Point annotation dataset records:
________________________
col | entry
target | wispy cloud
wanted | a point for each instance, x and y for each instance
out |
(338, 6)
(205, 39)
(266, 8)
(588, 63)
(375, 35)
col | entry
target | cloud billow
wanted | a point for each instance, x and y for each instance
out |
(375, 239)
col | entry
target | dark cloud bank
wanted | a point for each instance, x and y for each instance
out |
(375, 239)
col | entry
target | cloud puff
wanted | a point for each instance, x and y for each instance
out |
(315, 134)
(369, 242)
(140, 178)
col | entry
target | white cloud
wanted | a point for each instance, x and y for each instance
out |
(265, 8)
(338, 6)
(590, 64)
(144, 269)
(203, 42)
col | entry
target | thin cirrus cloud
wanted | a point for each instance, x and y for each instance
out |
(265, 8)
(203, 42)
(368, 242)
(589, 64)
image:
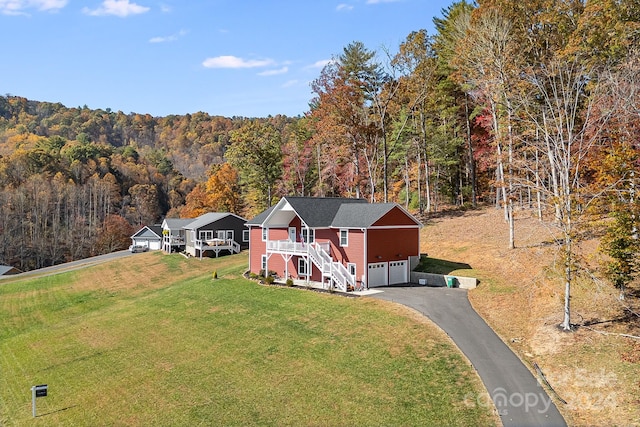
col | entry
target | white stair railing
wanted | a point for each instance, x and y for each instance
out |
(332, 269)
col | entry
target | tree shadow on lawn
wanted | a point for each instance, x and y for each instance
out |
(439, 266)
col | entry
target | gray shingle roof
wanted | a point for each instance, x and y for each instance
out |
(258, 219)
(355, 216)
(320, 211)
(177, 223)
(208, 218)
(333, 212)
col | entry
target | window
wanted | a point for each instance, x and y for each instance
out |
(351, 268)
(302, 267)
(308, 235)
(344, 238)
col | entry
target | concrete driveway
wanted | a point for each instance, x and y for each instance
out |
(517, 396)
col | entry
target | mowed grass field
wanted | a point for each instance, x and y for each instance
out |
(154, 339)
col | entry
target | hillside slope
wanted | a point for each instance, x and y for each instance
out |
(521, 295)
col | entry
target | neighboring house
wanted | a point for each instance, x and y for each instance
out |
(173, 234)
(216, 232)
(342, 243)
(6, 270)
(149, 236)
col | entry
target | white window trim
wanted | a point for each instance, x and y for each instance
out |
(346, 242)
(308, 233)
(351, 266)
(303, 265)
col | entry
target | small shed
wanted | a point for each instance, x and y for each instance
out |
(149, 236)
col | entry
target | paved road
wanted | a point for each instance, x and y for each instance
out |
(518, 397)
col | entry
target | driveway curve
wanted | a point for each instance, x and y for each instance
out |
(515, 392)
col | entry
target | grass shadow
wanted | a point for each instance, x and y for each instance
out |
(439, 266)
(56, 411)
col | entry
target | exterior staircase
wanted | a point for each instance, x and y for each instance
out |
(339, 276)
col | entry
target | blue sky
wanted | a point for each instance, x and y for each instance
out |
(249, 58)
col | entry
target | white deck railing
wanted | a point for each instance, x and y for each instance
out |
(217, 244)
(319, 255)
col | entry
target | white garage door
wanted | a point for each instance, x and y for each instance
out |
(397, 272)
(377, 274)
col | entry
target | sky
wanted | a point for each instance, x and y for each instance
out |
(249, 58)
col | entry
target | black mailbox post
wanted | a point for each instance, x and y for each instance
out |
(37, 391)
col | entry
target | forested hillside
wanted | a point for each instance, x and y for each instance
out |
(525, 105)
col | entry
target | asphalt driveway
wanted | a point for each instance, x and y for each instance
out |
(517, 396)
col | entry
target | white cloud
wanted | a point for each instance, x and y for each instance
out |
(282, 70)
(229, 61)
(171, 38)
(121, 8)
(18, 7)
(319, 64)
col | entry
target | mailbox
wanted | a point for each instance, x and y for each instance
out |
(40, 390)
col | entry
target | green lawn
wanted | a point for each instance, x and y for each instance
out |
(155, 340)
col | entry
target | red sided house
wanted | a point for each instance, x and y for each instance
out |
(339, 242)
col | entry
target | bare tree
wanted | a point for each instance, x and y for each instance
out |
(560, 107)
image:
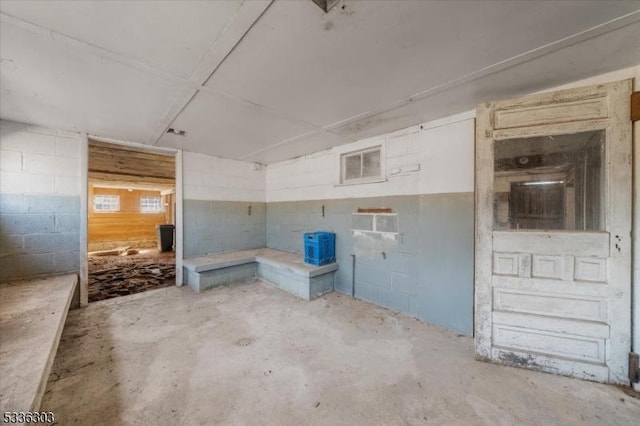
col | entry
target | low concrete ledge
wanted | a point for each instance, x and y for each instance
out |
(282, 269)
(32, 315)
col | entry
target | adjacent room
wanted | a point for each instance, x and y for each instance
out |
(320, 212)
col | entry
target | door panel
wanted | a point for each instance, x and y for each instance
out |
(553, 225)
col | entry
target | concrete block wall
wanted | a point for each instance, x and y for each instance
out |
(425, 271)
(39, 201)
(224, 205)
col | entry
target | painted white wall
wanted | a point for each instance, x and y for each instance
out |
(636, 225)
(443, 149)
(38, 161)
(212, 178)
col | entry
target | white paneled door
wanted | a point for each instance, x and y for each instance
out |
(553, 232)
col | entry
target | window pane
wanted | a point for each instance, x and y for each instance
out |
(352, 167)
(371, 164)
(550, 182)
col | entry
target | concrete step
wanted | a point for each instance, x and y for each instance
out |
(32, 315)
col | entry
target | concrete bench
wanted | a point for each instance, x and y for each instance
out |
(279, 268)
(32, 315)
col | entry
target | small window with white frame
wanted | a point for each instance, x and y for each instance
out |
(151, 204)
(361, 166)
(106, 203)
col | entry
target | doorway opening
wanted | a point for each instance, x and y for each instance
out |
(131, 217)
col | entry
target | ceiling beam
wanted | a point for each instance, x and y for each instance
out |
(612, 25)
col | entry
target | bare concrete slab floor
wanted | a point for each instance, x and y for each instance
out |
(252, 354)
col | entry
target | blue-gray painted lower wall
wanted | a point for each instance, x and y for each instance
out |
(39, 236)
(221, 226)
(427, 273)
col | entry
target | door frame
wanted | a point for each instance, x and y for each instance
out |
(483, 306)
(84, 200)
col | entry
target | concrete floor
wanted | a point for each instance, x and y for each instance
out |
(252, 354)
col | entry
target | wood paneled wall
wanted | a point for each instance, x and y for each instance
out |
(126, 227)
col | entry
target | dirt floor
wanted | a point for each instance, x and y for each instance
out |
(252, 354)
(113, 276)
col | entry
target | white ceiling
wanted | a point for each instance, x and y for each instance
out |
(267, 81)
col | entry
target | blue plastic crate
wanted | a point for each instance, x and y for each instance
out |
(319, 248)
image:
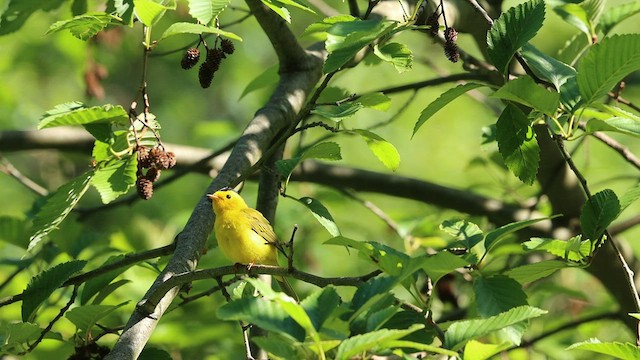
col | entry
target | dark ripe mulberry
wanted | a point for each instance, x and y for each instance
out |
(153, 174)
(432, 22)
(451, 35)
(451, 51)
(205, 74)
(144, 187)
(190, 58)
(226, 46)
(144, 160)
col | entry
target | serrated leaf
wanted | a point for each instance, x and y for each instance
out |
(475, 350)
(115, 178)
(321, 214)
(41, 286)
(57, 206)
(206, 10)
(14, 231)
(525, 91)
(85, 317)
(462, 331)
(608, 62)
(625, 351)
(616, 14)
(94, 285)
(149, 12)
(381, 148)
(531, 272)
(495, 236)
(75, 114)
(346, 39)
(598, 212)
(562, 248)
(399, 55)
(267, 78)
(512, 30)
(84, 26)
(190, 28)
(371, 341)
(517, 144)
(266, 314)
(547, 67)
(442, 263)
(443, 100)
(497, 294)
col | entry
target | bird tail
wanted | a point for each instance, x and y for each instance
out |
(286, 287)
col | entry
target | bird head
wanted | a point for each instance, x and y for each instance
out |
(226, 199)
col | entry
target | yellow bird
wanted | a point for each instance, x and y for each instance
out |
(244, 235)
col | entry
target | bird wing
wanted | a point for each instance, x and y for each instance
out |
(260, 225)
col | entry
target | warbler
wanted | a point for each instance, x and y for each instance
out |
(244, 235)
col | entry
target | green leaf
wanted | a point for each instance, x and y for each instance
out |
(382, 149)
(573, 249)
(115, 178)
(325, 151)
(626, 351)
(616, 14)
(531, 272)
(598, 212)
(517, 144)
(94, 285)
(85, 317)
(84, 26)
(512, 30)
(57, 206)
(266, 314)
(13, 14)
(442, 263)
(444, 99)
(320, 305)
(399, 55)
(371, 341)
(282, 11)
(41, 286)
(497, 294)
(151, 353)
(525, 91)
(321, 214)
(206, 10)
(346, 39)
(608, 62)
(475, 350)
(149, 12)
(14, 231)
(75, 114)
(190, 28)
(495, 236)
(547, 67)
(462, 331)
(376, 101)
(267, 78)
(467, 233)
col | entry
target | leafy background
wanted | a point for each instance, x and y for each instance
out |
(39, 71)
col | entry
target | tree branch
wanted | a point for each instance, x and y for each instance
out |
(300, 70)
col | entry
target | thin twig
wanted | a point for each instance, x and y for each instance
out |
(8, 168)
(55, 319)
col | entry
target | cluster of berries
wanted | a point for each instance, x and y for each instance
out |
(450, 36)
(211, 63)
(154, 160)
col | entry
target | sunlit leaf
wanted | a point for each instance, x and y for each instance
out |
(41, 286)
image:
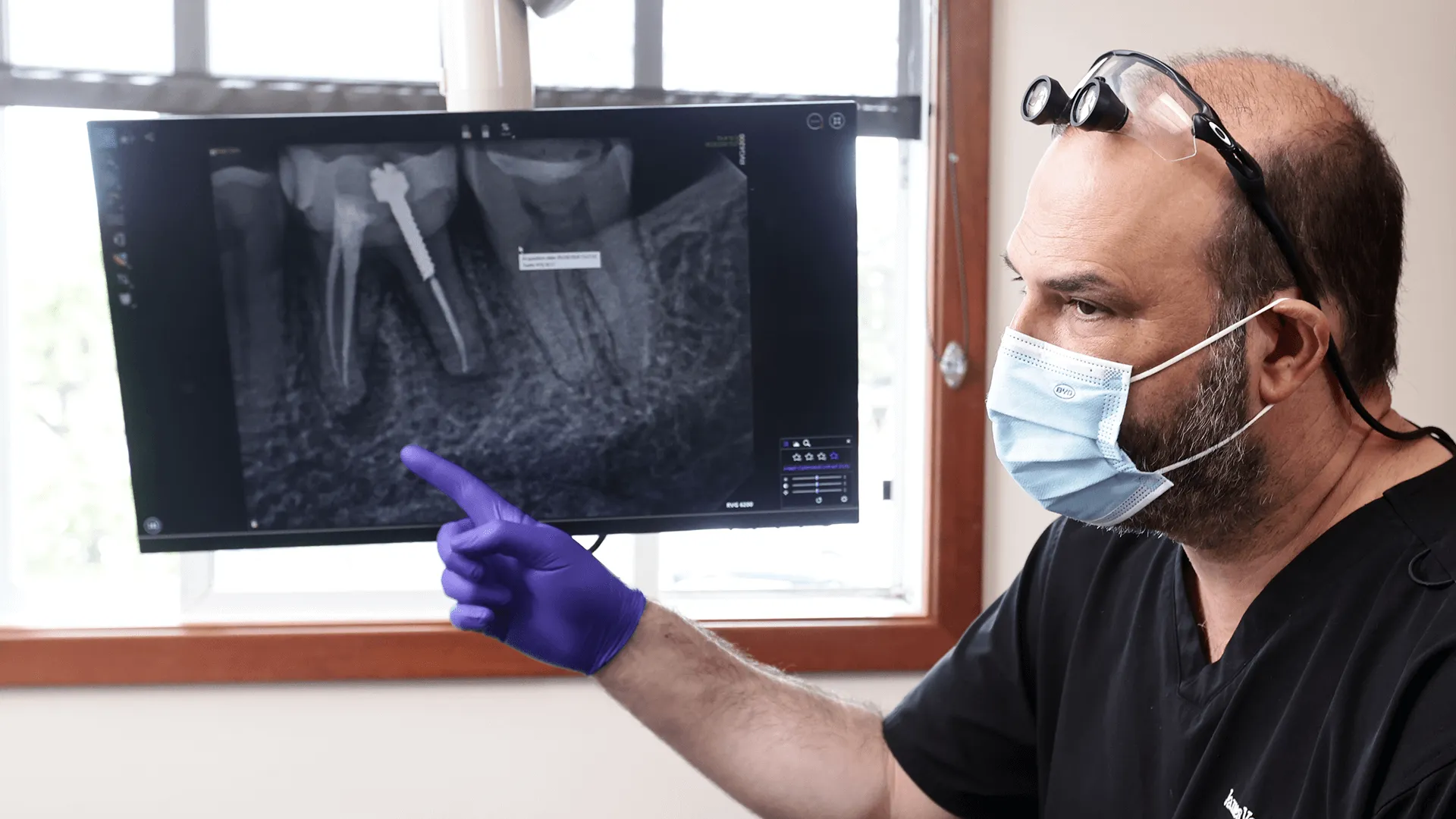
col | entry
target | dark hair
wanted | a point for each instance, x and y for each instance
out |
(1341, 197)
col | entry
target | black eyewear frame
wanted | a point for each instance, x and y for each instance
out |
(1095, 107)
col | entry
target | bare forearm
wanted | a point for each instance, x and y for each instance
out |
(778, 745)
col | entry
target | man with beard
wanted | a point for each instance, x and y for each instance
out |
(1247, 607)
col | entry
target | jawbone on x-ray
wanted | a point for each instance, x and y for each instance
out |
(375, 300)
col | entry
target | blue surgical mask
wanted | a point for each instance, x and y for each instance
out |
(1056, 416)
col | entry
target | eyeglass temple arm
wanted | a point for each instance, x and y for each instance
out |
(1250, 178)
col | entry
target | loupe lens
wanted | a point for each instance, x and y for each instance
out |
(1097, 107)
(1044, 102)
(1087, 102)
(1037, 98)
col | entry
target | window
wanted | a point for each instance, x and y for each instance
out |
(325, 39)
(774, 47)
(73, 554)
(98, 36)
(67, 553)
(587, 46)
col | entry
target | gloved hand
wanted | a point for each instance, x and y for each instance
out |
(526, 583)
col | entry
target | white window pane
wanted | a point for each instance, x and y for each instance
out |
(337, 583)
(357, 39)
(108, 36)
(883, 548)
(783, 47)
(375, 567)
(72, 532)
(585, 46)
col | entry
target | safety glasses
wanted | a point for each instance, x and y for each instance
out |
(1141, 96)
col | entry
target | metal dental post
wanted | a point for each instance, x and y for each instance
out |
(391, 186)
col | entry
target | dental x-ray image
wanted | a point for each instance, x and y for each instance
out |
(563, 316)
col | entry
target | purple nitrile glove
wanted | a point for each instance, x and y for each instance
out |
(526, 583)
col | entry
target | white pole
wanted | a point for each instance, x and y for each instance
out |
(487, 55)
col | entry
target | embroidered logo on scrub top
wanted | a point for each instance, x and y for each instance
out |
(1239, 812)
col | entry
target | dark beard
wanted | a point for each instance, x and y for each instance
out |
(1219, 494)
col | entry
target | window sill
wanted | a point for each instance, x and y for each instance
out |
(419, 651)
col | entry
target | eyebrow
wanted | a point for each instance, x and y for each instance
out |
(1078, 283)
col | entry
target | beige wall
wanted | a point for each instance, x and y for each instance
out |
(561, 748)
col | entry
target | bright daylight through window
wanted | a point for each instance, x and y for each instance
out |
(69, 553)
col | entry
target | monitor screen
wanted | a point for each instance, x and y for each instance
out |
(628, 319)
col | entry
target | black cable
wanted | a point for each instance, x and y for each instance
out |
(1304, 280)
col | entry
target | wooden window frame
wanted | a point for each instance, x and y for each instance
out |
(435, 651)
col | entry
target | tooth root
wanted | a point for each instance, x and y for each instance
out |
(391, 186)
(331, 283)
(450, 321)
(348, 237)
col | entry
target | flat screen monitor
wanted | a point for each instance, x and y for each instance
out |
(628, 319)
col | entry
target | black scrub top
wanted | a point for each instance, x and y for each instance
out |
(1087, 691)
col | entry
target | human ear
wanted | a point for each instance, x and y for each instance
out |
(1288, 346)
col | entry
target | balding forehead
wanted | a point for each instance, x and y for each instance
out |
(1264, 99)
(1110, 202)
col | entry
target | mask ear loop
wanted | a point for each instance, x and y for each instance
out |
(1218, 447)
(1206, 341)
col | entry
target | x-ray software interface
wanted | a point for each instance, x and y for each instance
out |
(622, 319)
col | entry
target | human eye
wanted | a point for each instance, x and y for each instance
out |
(1088, 309)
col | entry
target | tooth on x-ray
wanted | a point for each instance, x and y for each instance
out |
(391, 186)
(348, 240)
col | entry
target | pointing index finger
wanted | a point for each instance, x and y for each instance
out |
(476, 499)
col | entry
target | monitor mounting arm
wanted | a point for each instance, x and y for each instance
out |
(485, 53)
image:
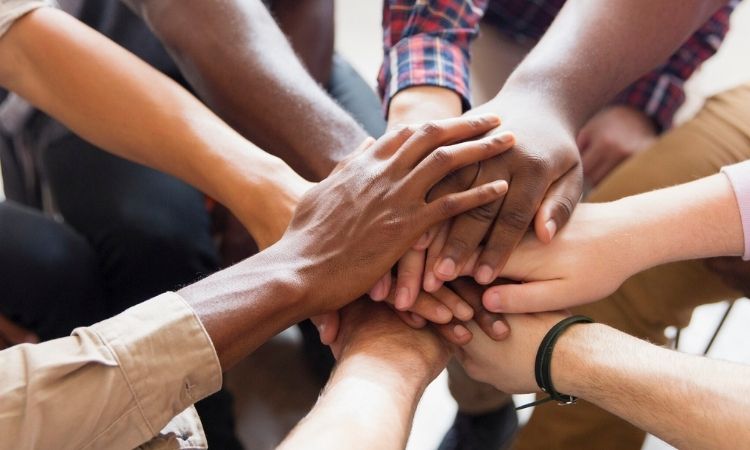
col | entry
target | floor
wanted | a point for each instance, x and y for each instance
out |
(274, 389)
(280, 390)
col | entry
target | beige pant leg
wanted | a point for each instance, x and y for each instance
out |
(664, 296)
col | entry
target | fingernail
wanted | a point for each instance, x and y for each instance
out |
(422, 242)
(460, 331)
(492, 302)
(500, 187)
(431, 284)
(464, 312)
(499, 328)
(447, 267)
(484, 274)
(402, 299)
(506, 137)
(443, 313)
(551, 227)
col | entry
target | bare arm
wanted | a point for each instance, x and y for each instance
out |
(689, 401)
(686, 400)
(383, 368)
(608, 242)
(119, 103)
(243, 67)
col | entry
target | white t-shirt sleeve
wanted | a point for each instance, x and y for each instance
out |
(12, 10)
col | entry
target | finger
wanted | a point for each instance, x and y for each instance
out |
(590, 158)
(379, 292)
(15, 334)
(454, 332)
(432, 135)
(430, 282)
(444, 160)
(429, 308)
(328, 326)
(512, 222)
(493, 325)
(558, 205)
(411, 319)
(459, 308)
(409, 279)
(452, 205)
(426, 239)
(392, 141)
(535, 296)
(467, 232)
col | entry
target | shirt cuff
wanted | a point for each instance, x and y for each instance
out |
(739, 178)
(166, 356)
(425, 60)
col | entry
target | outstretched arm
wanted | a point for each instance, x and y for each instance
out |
(608, 242)
(113, 99)
(243, 67)
(158, 358)
(686, 400)
(383, 368)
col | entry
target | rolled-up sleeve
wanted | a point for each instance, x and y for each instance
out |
(427, 43)
(115, 384)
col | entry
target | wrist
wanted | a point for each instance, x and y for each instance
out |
(423, 103)
(679, 223)
(399, 377)
(577, 359)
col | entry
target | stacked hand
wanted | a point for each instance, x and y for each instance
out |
(544, 173)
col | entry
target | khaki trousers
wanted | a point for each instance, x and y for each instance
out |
(648, 302)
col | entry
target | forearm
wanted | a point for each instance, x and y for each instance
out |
(689, 401)
(590, 54)
(423, 103)
(111, 98)
(243, 67)
(695, 220)
(367, 404)
(245, 305)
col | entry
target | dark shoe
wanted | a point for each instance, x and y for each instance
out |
(494, 430)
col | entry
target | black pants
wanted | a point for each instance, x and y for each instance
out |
(130, 233)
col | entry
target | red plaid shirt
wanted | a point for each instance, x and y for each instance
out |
(426, 42)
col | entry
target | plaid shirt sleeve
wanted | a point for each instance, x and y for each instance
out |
(426, 42)
(660, 92)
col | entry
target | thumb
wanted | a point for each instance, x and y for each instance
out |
(328, 326)
(535, 296)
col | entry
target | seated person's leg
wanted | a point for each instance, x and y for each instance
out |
(50, 279)
(151, 234)
(664, 296)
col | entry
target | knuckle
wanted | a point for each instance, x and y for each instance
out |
(403, 131)
(443, 157)
(484, 213)
(449, 206)
(459, 245)
(430, 129)
(516, 220)
(563, 206)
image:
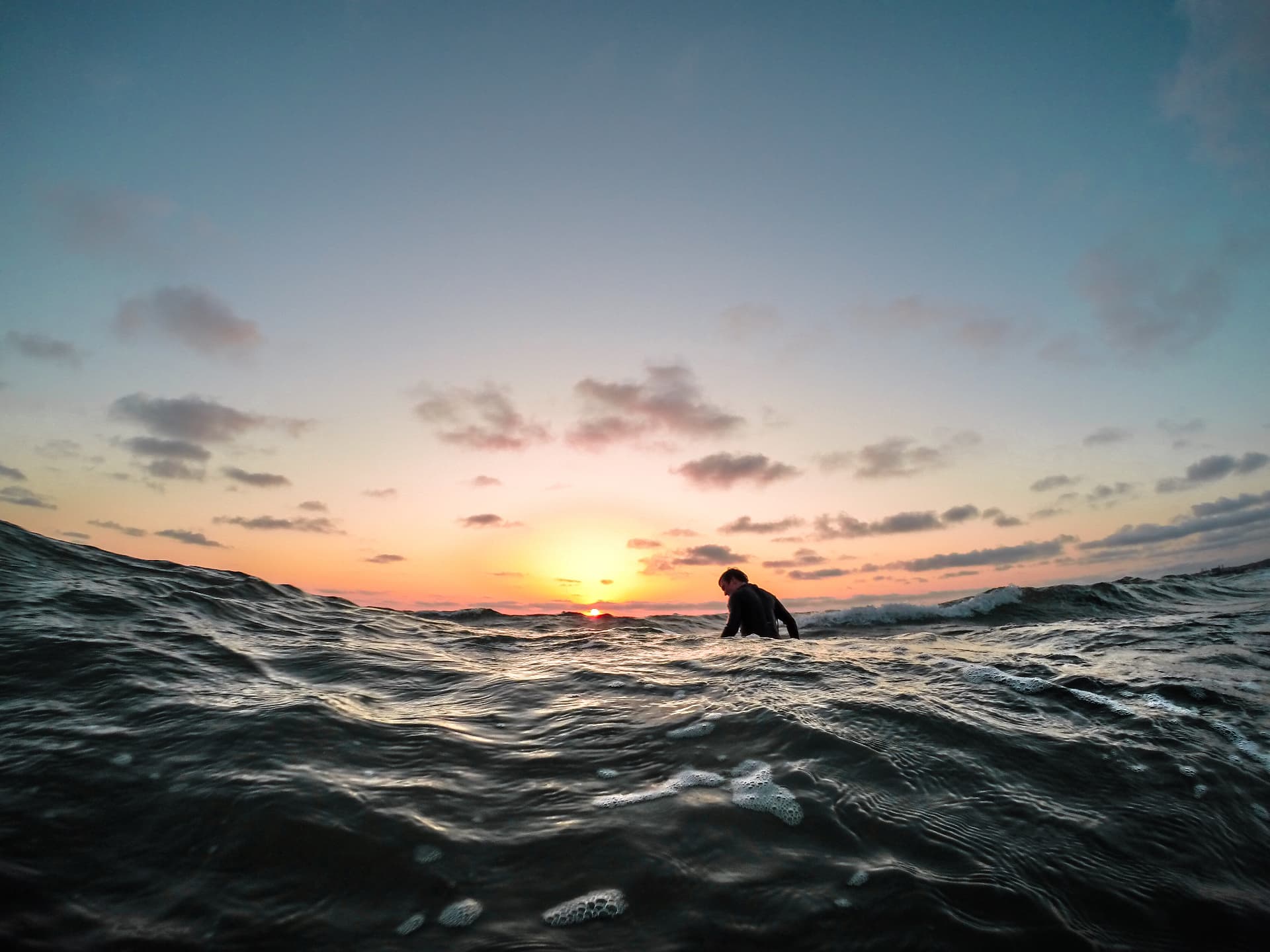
________________________
EXERCISE AIM:
Gather every line of the records above that contains the word "ceiling", matching case exactly.

EXERCISE RESULT:
target | ceiling beam
target | white ceiling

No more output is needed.